◆ Work request:
The lines to reproduce from the material below are those from the one containing "Point to the appliance lid" through the one containing "Point to the window glass", both included; write them out exactly and add nothing.

◆ The data:
____________________

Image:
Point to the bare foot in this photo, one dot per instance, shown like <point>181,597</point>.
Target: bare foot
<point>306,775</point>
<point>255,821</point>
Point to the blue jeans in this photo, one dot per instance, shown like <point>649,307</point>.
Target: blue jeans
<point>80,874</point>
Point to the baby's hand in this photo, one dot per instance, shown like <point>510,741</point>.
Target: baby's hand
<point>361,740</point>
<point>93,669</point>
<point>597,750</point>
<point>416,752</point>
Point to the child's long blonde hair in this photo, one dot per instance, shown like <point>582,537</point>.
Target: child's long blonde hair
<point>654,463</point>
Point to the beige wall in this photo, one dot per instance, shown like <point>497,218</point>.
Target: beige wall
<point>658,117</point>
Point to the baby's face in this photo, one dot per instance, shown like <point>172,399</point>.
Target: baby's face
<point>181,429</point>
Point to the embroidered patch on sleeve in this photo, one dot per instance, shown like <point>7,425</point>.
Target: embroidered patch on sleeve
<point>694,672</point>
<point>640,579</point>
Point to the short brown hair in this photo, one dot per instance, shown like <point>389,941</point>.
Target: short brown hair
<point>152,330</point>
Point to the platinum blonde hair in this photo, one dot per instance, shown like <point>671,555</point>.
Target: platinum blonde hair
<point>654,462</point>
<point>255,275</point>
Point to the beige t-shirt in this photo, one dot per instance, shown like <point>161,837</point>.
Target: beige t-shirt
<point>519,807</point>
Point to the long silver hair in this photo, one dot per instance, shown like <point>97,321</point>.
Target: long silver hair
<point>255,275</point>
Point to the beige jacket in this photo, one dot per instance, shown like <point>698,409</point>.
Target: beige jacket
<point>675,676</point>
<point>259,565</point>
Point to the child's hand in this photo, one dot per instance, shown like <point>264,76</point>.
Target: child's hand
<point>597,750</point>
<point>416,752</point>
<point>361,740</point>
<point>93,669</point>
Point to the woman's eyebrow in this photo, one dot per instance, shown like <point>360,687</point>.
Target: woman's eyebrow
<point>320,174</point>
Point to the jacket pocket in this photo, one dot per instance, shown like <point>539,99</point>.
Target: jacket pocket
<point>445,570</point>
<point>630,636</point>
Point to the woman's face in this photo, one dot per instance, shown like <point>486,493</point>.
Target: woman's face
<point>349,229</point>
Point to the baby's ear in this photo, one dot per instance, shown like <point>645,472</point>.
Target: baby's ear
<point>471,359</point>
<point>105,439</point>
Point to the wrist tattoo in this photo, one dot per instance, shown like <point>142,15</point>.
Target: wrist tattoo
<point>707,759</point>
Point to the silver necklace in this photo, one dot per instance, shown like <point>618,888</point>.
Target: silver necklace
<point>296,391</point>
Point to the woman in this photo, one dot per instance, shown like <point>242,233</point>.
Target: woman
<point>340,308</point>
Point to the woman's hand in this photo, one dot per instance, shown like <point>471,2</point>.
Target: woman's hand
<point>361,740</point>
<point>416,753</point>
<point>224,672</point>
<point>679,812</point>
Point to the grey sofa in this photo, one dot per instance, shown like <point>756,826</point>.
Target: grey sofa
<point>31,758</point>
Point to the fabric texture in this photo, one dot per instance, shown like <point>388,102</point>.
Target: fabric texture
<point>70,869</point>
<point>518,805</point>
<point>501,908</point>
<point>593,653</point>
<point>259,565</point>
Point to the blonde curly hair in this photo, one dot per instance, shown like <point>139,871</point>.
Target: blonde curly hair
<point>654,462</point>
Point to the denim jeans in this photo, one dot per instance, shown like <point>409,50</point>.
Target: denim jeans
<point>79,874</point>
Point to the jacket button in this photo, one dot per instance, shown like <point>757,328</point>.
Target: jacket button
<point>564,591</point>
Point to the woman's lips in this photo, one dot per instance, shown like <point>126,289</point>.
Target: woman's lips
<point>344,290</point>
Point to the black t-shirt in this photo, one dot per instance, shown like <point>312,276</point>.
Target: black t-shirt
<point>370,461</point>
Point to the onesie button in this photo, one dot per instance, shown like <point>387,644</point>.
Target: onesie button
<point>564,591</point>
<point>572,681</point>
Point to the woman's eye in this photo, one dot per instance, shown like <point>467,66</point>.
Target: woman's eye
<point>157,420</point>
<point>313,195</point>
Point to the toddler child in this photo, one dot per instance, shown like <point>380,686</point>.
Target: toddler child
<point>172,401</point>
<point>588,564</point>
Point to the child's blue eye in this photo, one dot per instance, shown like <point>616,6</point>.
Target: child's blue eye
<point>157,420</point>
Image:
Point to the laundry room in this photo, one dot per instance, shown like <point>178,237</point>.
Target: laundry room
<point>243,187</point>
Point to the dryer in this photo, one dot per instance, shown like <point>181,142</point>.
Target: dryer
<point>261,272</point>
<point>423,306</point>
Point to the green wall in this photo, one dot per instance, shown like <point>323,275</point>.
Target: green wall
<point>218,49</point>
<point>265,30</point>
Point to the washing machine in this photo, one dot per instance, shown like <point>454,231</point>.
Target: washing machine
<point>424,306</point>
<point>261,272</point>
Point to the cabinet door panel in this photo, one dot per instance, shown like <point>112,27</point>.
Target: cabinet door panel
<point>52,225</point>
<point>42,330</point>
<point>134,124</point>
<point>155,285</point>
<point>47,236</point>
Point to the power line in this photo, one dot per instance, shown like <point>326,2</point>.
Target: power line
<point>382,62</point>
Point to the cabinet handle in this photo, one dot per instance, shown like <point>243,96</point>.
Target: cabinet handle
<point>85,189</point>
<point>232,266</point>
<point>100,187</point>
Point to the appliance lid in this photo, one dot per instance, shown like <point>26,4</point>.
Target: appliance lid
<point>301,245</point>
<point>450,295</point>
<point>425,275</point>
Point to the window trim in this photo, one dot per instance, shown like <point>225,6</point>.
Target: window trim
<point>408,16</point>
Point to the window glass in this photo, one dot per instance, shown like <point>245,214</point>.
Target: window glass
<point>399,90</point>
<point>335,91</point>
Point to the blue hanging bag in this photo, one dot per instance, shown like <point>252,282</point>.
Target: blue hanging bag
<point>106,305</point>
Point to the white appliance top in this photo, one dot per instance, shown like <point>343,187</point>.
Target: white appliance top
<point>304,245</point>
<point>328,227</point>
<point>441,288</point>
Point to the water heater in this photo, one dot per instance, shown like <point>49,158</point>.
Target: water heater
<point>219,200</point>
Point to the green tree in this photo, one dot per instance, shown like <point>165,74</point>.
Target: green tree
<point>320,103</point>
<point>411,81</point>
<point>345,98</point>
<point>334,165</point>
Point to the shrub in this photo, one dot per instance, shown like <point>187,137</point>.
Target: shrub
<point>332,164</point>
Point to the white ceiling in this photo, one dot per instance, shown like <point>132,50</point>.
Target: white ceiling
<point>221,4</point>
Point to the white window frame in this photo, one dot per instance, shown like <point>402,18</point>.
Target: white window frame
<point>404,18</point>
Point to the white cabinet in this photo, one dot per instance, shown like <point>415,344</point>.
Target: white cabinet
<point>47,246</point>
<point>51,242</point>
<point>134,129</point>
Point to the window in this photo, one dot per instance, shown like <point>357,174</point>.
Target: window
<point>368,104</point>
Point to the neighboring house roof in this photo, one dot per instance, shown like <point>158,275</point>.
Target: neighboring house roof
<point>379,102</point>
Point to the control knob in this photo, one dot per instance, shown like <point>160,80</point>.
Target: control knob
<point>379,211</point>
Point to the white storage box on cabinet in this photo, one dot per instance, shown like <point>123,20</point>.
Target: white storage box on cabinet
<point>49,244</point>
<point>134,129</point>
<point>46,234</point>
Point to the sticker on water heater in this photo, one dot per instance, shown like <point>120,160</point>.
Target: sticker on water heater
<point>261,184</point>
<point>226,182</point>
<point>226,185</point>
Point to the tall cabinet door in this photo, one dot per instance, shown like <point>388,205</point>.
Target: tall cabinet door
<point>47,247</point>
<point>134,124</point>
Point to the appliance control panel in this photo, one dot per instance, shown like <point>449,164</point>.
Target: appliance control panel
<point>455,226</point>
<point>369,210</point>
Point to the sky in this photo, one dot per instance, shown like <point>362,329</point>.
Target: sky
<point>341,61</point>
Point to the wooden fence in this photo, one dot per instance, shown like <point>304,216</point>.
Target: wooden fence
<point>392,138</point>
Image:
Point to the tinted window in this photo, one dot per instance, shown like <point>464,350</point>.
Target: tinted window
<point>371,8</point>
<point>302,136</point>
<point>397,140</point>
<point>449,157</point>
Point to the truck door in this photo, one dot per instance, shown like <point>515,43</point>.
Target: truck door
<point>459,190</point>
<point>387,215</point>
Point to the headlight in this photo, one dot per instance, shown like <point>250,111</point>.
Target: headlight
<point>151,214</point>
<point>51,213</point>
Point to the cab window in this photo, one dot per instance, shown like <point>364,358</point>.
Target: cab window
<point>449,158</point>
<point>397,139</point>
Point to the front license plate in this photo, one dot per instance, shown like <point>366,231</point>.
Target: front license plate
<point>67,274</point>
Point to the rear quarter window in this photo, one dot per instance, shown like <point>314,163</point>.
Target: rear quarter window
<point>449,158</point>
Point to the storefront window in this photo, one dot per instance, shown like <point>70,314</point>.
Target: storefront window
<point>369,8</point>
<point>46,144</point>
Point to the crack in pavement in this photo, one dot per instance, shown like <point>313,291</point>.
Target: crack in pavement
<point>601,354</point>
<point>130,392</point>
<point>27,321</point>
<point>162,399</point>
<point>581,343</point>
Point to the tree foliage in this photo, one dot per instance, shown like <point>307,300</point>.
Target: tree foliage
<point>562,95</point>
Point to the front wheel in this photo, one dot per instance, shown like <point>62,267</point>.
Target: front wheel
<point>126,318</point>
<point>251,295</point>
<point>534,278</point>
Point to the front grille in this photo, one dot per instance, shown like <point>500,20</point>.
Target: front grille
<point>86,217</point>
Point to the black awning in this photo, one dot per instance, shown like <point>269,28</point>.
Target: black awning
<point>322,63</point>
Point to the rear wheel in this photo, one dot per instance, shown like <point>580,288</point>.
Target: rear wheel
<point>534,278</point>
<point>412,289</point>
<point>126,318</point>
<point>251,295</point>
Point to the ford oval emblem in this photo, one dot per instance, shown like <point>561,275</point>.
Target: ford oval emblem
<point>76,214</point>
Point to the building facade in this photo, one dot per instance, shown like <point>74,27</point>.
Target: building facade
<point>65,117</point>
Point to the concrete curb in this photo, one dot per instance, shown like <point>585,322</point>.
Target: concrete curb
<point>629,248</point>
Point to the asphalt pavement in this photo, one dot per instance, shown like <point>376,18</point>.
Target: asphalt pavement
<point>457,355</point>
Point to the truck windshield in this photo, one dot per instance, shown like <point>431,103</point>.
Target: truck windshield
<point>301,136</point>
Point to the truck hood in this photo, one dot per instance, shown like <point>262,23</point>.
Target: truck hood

____________________

◆ Response area:
Point to the appliance lid in this photo, one dot per instance, shown like <point>26,4</point>.
Target: appliance lid
<point>301,245</point>
<point>450,295</point>
<point>425,275</point>
Point to the window trim in this photo, one dot per instance, shown like <point>225,6</point>.
Target: window trim
<point>408,16</point>
Point to the window glass in this photo, one dot per instance, shown like <point>245,214</point>.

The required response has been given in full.